--- Start of Records ---

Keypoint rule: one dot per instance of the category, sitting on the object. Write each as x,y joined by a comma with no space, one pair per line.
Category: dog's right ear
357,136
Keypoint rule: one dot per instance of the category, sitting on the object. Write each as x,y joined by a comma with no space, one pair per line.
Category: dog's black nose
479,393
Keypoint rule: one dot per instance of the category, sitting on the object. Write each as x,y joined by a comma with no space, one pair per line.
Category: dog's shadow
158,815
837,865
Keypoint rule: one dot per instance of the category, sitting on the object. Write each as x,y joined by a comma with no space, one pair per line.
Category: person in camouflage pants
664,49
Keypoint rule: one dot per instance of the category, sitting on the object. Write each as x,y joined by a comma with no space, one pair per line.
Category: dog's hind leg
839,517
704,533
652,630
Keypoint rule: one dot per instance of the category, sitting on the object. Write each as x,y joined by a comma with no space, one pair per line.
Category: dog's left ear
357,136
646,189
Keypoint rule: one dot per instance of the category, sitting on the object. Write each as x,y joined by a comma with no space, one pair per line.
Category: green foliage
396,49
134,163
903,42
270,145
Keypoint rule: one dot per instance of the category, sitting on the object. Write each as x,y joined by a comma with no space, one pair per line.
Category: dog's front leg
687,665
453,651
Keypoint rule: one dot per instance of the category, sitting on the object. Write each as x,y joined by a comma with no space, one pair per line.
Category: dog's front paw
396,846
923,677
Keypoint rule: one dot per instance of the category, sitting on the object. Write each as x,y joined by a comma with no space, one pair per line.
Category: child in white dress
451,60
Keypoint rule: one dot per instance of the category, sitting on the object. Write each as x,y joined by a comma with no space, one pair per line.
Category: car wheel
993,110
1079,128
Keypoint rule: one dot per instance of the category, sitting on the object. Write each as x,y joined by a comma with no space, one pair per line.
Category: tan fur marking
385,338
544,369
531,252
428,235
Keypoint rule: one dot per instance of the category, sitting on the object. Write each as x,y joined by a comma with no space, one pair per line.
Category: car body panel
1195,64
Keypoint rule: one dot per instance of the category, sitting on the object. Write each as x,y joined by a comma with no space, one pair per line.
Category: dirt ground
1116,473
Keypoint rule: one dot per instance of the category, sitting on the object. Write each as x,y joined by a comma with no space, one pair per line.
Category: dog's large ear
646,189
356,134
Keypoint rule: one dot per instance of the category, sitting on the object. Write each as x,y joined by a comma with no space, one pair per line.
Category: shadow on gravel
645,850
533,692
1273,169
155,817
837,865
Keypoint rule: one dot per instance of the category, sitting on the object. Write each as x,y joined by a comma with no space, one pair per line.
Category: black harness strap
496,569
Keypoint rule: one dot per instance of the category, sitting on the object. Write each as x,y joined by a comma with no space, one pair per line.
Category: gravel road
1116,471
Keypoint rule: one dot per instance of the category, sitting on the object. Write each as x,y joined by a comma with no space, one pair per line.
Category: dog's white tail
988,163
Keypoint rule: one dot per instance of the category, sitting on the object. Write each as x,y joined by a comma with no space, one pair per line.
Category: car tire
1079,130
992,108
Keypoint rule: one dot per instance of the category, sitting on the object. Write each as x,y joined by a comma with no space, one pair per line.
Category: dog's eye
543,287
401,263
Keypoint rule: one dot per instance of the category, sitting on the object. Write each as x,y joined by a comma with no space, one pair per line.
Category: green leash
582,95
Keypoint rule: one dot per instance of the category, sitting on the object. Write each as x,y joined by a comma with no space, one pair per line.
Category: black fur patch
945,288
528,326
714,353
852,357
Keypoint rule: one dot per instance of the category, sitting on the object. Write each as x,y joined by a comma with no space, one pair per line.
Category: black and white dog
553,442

--- End of Records ---

→ **Exercise**:
How many lines in the entries above contain the word "front"? Reply with the number alone.

→ **Task answer**:
2